### PROBLEM TO WORK ON
What you return must match the entries word for word, minus the pictures.

### RECORDS FOR THIS EXERCISE
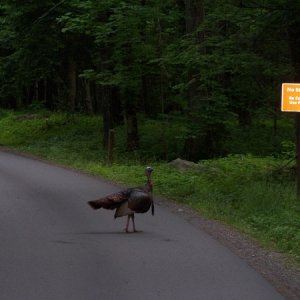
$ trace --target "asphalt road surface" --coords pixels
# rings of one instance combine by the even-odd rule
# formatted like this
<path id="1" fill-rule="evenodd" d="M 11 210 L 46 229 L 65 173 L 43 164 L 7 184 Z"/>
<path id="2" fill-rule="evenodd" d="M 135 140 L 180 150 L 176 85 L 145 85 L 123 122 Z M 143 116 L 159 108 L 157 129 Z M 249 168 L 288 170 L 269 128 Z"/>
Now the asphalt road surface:
<path id="1" fill-rule="evenodd" d="M 0 152 L 0 299 L 283 299 L 243 260 L 165 207 L 156 206 L 154 217 L 137 215 L 142 232 L 126 234 L 126 218 L 86 204 L 117 190 Z"/>

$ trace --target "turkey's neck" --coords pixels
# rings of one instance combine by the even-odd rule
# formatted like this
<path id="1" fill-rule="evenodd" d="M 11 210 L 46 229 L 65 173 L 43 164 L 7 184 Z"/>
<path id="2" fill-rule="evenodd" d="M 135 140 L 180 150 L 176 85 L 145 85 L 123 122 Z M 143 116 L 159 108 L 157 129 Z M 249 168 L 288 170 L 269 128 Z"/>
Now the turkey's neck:
<path id="1" fill-rule="evenodd" d="M 148 177 L 147 183 L 146 183 L 147 192 L 152 192 L 152 188 L 153 188 L 153 184 L 152 184 L 151 178 Z"/>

### EXERCISE OUTPUT
$ trace --target "asphalt road surface" --coords pixels
# rings of one instance combine by the even-odd rule
# formatted like this
<path id="1" fill-rule="evenodd" d="M 11 210 L 46 229 L 65 173 L 43 164 L 7 184 Z"/>
<path id="2" fill-rule="evenodd" d="M 135 140 L 180 150 L 176 85 L 145 85 L 123 122 Z M 143 116 L 159 108 L 157 129 Z M 249 168 L 288 170 L 269 128 Z"/>
Now the asphalt road surface:
<path id="1" fill-rule="evenodd" d="M 0 152 L 0 299 L 283 299 L 243 260 L 165 207 L 156 206 L 154 217 L 137 215 L 142 232 L 126 234 L 126 218 L 86 204 L 117 190 Z"/>

$ trace --target "turkey's neck" --coords pixels
# rings of one instance combine by the even-odd rule
# formatted like this
<path id="1" fill-rule="evenodd" d="M 11 210 L 46 229 L 65 173 L 43 164 L 7 184 Z"/>
<path id="2" fill-rule="evenodd" d="M 135 140 L 180 150 L 176 85 L 145 85 L 123 122 Z M 143 116 L 159 108 L 157 129 Z M 249 168 L 288 170 L 269 128 Z"/>
Now the turkey's neck:
<path id="1" fill-rule="evenodd" d="M 148 177 L 147 183 L 146 183 L 147 192 L 152 192 L 152 188 L 153 188 L 153 184 L 152 184 L 151 178 Z"/>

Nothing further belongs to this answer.